ASSIGNMENT -> Reproduce exactly, and only, the lines running from the start of the entries below to the line containing "task: draw the".

━━ ENTRIES SHOWN

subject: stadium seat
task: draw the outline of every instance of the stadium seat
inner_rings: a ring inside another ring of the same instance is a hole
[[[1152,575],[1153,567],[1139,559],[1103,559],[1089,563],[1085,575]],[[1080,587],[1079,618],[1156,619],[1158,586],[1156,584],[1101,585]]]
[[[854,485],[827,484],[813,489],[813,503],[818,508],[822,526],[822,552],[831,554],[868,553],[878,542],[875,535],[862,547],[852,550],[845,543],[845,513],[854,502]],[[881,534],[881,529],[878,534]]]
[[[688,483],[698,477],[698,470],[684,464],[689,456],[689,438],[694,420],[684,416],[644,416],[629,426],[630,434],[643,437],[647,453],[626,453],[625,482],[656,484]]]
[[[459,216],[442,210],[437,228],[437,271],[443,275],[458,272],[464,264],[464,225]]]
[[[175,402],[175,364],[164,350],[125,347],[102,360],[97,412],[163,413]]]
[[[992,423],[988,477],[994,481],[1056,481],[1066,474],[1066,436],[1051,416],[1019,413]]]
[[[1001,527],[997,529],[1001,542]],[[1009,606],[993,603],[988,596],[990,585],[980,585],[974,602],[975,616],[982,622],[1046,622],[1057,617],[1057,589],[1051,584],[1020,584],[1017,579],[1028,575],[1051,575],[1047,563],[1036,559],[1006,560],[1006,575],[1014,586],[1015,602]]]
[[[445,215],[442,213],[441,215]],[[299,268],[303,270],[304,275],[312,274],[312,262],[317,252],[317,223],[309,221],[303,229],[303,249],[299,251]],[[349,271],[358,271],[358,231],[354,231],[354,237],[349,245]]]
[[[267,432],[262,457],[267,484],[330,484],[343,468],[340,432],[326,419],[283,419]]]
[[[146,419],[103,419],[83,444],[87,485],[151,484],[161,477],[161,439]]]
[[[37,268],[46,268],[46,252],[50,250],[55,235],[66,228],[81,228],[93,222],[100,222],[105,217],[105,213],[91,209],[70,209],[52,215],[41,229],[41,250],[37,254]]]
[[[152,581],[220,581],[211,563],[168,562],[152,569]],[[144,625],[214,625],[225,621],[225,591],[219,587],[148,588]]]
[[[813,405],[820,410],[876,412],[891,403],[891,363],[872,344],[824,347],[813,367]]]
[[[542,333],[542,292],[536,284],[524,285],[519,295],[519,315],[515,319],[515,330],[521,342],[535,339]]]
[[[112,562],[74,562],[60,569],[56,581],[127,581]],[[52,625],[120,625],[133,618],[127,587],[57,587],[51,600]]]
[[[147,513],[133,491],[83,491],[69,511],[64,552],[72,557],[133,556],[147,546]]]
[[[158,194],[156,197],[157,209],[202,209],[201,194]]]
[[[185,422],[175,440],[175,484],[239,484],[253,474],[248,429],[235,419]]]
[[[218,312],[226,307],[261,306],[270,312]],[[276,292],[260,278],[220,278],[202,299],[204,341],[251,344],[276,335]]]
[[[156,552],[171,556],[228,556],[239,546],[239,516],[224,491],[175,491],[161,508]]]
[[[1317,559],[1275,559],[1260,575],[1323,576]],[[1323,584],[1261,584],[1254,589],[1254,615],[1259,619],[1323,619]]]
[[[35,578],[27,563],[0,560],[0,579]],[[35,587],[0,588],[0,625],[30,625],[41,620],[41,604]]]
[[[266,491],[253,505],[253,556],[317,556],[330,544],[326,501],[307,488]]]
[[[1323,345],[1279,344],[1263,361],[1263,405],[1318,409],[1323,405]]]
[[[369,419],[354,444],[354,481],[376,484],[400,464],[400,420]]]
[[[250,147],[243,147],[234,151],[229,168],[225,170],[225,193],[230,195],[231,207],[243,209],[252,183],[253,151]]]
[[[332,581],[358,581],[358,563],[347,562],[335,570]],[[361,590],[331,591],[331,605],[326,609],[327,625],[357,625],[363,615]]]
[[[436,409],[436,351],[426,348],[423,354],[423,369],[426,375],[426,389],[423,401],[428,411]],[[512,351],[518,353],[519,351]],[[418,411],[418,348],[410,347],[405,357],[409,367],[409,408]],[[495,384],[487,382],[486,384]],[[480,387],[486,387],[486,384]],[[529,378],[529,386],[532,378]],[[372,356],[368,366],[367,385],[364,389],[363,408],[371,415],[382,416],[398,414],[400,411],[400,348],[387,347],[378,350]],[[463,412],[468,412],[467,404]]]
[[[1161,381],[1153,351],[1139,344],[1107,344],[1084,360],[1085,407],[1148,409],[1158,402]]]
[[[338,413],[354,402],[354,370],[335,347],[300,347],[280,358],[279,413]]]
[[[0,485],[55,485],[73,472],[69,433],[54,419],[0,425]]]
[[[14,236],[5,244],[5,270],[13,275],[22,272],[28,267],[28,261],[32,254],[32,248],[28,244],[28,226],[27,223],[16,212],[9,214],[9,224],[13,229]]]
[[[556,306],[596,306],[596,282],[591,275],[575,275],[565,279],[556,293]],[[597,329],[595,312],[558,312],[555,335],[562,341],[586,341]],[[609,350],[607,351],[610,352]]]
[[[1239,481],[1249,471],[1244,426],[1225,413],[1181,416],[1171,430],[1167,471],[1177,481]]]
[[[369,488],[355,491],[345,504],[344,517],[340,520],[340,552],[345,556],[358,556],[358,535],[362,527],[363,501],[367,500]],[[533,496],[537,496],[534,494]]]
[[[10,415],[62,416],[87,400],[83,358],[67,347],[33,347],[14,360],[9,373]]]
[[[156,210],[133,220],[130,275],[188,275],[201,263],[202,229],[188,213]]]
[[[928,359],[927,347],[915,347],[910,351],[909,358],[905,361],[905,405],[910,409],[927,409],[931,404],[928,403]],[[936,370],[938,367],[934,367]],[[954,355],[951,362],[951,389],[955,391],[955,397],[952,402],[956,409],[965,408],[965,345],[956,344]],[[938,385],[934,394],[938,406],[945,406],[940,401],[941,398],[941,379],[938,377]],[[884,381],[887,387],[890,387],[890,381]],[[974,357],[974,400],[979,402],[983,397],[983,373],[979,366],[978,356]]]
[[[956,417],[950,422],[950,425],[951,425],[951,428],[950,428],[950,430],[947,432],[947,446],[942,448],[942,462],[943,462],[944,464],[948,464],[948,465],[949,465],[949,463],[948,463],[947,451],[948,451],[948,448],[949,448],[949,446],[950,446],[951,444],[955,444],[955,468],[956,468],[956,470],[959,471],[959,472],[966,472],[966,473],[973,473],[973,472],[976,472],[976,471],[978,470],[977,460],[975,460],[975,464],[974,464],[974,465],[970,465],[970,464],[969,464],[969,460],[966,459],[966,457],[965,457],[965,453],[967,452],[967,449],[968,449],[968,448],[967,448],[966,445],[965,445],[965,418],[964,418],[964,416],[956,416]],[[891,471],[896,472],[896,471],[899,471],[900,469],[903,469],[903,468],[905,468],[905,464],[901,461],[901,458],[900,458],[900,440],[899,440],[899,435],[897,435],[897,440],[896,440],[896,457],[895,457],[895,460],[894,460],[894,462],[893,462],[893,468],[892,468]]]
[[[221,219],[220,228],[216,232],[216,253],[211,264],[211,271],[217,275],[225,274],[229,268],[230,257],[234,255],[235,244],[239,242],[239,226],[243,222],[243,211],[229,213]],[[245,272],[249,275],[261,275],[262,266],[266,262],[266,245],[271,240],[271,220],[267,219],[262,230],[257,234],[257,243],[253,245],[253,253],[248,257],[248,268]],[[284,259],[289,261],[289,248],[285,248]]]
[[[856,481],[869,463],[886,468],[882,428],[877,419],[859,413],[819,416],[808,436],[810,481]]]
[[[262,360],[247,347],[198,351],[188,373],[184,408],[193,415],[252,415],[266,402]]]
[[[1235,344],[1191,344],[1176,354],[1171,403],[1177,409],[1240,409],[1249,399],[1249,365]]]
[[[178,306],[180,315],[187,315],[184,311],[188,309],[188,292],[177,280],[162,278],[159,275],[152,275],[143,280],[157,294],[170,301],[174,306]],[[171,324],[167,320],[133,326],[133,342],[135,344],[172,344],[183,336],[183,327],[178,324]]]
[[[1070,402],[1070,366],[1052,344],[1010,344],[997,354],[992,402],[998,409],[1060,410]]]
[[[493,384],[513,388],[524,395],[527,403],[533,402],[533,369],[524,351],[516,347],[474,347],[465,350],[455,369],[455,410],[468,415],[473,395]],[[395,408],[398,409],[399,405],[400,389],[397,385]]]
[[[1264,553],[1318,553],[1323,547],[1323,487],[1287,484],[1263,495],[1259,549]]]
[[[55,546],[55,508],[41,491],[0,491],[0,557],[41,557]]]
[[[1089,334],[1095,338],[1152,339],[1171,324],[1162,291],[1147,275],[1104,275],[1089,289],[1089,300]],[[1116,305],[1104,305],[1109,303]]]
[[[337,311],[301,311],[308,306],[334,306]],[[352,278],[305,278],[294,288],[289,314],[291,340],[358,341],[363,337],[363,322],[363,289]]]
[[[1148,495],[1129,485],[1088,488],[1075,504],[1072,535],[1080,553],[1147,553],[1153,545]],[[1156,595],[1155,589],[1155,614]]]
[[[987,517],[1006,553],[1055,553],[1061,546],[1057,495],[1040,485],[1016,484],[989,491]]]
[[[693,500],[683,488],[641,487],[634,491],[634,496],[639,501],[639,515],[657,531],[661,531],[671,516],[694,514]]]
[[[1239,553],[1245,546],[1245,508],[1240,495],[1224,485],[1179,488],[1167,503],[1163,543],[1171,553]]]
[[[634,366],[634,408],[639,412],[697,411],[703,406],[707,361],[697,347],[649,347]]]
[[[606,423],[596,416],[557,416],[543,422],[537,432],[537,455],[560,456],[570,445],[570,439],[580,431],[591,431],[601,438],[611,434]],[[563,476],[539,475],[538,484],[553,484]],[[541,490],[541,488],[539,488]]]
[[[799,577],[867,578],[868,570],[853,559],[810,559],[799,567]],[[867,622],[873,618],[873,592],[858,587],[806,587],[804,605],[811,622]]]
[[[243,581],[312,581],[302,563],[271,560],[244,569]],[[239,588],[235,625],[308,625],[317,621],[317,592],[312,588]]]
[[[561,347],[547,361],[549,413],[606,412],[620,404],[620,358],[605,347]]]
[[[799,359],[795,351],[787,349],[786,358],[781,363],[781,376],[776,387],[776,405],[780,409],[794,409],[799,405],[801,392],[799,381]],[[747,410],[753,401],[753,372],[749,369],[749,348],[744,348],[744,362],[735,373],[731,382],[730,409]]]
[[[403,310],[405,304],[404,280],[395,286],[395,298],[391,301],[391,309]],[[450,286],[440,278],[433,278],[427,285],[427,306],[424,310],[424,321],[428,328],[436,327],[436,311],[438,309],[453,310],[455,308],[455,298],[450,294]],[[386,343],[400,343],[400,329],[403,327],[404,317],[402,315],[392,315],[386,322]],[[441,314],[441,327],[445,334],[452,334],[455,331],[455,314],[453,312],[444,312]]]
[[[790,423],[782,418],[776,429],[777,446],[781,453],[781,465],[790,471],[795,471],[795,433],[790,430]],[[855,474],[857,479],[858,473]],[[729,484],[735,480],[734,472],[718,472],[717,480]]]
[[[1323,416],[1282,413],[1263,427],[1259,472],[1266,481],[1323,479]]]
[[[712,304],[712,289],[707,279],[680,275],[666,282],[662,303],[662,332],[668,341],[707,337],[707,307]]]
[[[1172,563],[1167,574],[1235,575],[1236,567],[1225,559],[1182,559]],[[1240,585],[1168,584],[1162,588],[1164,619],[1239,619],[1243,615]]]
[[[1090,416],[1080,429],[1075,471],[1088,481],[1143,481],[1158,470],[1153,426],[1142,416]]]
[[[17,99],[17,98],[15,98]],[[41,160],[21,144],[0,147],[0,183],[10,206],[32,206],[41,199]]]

━━━━

RESPONSE TO THE EXERCISE ->
subject: stadium seat
task: draw the outline of every instance of the stadium seat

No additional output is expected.